══ Record set

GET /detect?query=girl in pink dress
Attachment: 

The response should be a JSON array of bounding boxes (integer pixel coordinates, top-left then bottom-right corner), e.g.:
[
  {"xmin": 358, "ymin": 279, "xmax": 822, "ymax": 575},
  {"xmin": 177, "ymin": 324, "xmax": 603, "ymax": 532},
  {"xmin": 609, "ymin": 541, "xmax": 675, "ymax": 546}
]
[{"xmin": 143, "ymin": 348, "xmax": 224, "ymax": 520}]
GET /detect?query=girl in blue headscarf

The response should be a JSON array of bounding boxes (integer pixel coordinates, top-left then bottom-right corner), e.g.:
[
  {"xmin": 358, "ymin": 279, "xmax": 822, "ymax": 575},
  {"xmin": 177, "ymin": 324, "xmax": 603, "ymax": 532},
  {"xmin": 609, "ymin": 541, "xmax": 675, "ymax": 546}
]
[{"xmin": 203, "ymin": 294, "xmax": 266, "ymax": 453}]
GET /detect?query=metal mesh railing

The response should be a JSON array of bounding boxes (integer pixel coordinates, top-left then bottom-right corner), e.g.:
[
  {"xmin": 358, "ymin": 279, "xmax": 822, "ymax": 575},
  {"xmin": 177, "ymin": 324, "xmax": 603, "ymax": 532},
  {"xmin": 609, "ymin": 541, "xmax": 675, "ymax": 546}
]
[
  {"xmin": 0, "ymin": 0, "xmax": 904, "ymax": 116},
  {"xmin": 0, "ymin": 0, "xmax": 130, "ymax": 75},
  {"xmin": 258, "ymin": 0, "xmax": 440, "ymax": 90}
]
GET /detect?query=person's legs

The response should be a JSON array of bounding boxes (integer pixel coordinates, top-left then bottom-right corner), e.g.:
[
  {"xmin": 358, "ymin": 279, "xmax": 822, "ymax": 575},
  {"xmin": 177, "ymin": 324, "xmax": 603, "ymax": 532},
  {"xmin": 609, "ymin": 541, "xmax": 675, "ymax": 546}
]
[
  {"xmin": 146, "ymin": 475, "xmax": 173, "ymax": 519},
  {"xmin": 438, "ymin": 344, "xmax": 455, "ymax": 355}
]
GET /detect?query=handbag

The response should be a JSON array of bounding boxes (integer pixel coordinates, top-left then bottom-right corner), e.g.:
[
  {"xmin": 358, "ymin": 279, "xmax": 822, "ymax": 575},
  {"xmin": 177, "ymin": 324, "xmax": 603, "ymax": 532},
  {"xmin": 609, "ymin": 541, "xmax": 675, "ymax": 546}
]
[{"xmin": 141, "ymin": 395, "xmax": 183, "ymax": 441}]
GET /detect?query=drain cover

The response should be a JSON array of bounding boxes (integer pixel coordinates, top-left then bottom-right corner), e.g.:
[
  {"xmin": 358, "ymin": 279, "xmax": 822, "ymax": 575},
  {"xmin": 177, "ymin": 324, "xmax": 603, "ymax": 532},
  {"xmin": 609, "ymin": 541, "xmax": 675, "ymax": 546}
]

════

■ Try it ■
Where a line of the records contains the word "detect", copy that line.

■ Output for this task ■
GET /detect?query=girl in pink dress
GET /detect?query=girl in blue headscarf
GET /detect?query=metal mesh railing
GET /detect?query=person's legs
GET /detect?query=handbag
GET /detect?query=drain cover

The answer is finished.